- _Assigned task_: The line containing "Where might I find the office" marks the start; repeat it and every following line exactly through the end of the entries.

Annotated photo localization data
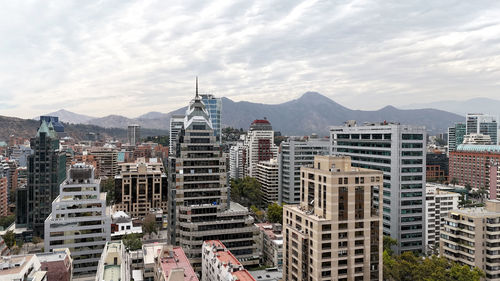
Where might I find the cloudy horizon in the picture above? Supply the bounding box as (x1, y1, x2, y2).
(2, 0, 500, 119)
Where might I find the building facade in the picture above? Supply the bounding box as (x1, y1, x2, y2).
(128, 124, 141, 146)
(37, 248, 73, 281)
(169, 114, 185, 155)
(440, 200, 500, 280)
(278, 137, 330, 204)
(245, 119, 278, 177)
(426, 153, 449, 182)
(466, 113, 498, 145)
(44, 164, 111, 277)
(255, 223, 283, 267)
(448, 123, 466, 152)
(114, 158, 168, 219)
(21, 120, 66, 237)
(90, 148, 118, 178)
(229, 142, 247, 180)
(283, 156, 383, 281)
(255, 159, 279, 205)
(167, 92, 258, 272)
(202, 240, 256, 281)
(330, 123, 426, 254)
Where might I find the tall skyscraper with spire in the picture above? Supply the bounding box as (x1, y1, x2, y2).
(167, 80, 258, 272)
(17, 120, 66, 237)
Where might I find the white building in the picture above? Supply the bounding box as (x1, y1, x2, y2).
(330, 122, 427, 254)
(463, 133, 493, 145)
(96, 241, 130, 281)
(111, 211, 142, 240)
(255, 223, 283, 267)
(255, 160, 279, 205)
(229, 142, 247, 180)
(169, 114, 185, 155)
(278, 136, 330, 204)
(0, 255, 45, 281)
(466, 113, 498, 145)
(202, 240, 255, 281)
(245, 119, 278, 177)
(424, 184, 460, 253)
(44, 163, 111, 277)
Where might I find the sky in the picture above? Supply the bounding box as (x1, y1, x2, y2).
(2, 0, 500, 119)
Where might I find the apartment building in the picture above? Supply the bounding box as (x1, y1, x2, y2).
(245, 119, 278, 177)
(331, 122, 426, 254)
(440, 200, 500, 280)
(114, 158, 168, 219)
(89, 148, 118, 178)
(202, 240, 256, 281)
(255, 223, 283, 267)
(255, 159, 279, 205)
(283, 156, 383, 281)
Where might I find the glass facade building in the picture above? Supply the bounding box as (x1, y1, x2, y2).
(201, 94, 222, 142)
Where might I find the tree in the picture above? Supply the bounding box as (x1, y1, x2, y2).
(0, 214, 15, 229)
(230, 177, 263, 207)
(32, 236, 43, 247)
(123, 233, 143, 251)
(250, 205, 265, 222)
(383, 235, 397, 256)
(2, 230, 15, 249)
(100, 178, 115, 205)
(267, 203, 283, 224)
(143, 214, 158, 236)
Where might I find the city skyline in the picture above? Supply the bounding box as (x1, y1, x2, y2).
(2, 1, 500, 118)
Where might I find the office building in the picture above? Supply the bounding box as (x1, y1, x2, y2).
(449, 144, 500, 190)
(466, 113, 498, 144)
(202, 240, 256, 281)
(245, 119, 278, 177)
(128, 124, 141, 146)
(9, 144, 31, 168)
(90, 148, 118, 178)
(283, 156, 383, 281)
(154, 245, 199, 281)
(448, 123, 466, 152)
(0, 177, 7, 217)
(96, 241, 130, 281)
(255, 159, 279, 205)
(40, 116, 65, 134)
(167, 91, 258, 271)
(201, 94, 222, 143)
(440, 200, 500, 280)
(278, 137, 330, 204)
(169, 114, 185, 155)
(331, 122, 426, 254)
(20, 120, 66, 236)
(114, 158, 168, 219)
(255, 223, 283, 267)
(44, 164, 111, 277)
(426, 153, 449, 182)
(424, 184, 460, 252)
(37, 248, 73, 281)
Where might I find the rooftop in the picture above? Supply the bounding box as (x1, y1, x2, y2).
(249, 269, 282, 281)
(232, 270, 256, 281)
(158, 246, 198, 281)
(456, 144, 500, 153)
(0, 255, 34, 275)
(205, 240, 241, 267)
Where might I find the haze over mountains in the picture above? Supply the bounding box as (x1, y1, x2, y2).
(40, 92, 464, 135)
(402, 98, 500, 118)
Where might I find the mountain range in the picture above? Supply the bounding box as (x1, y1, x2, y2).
(40, 92, 464, 136)
(402, 97, 500, 118)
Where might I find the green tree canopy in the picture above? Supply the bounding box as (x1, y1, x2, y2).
(230, 177, 263, 207)
(267, 203, 283, 224)
(123, 233, 143, 251)
(143, 214, 158, 235)
(2, 230, 15, 249)
(383, 235, 398, 256)
(100, 178, 115, 205)
(0, 214, 15, 229)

- _Reply to the exercise_:
Where might I find the office building in the picture above? Supply the bounding box as (x1, y1, x2, y2).
(449, 144, 500, 190)
(466, 113, 498, 144)
(202, 240, 256, 281)
(245, 119, 278, 177)
(128, 124, 141, 146)
(9, 144, 31, 168)
(90, 148, 118, 178)
(283, 156, 383, 281)
(154, 245, 199, 281)
(448, 123, 466, 152)
(0, 177, 7, 217)
(96, 241, 130, 281)
(255, 159, 279, 205)
(40, 116, 65, 134)
(167, 91, 258, 271)
(201, 94, 222, 143)
(440, 200, 500, 280)
(278, 137, 330, 204)
(169, 114, 185, 155)
(331, 122, 426, 254)
(20, 120, 66, 236)
(114, 158, 168, 219)
(255, 223, 283, 267)
(44, 164, 111, 277)
(426, 153, 449, 182)
(424, 184, 460, 252)
(37, 248, 73, 281)
Where might I find the rooftop in the picture above? Supply the bounding box as (x1, y1, x2, y2).
(249, 269, 282, 281)
(232, 270, 256, 281)
(158, 246, 198, 281)
(456, 144, 500, 153)
(0, 255, 34, 275)
(205, 240, 241, 267)
Where might I find the haze over mountains in the picture above? Supply the bounding box as (x1, y1, x2, y2).
(40, 92, 464, 135)
(402, 98, 500, 118)
Where might I find the mountain range in the picture above? Supply the bounding box as (x1, y1, x2, y2).
(40, 92, 464, 136)
(402, 97, 500, 118)
Where might I find the green tree canopy in the picture above? Supply the bounding box as (x1, y1, x2, y2).
(230, 177, 263, 207)
(267, 203, 283, 224)
(123, 233, 143, 251)
(143, 214, 158, 235)
(2, 230, 15, 249)
(383, 235, 398, 256)
(100, 178, 115, 205)
(0, 214, 15, 229)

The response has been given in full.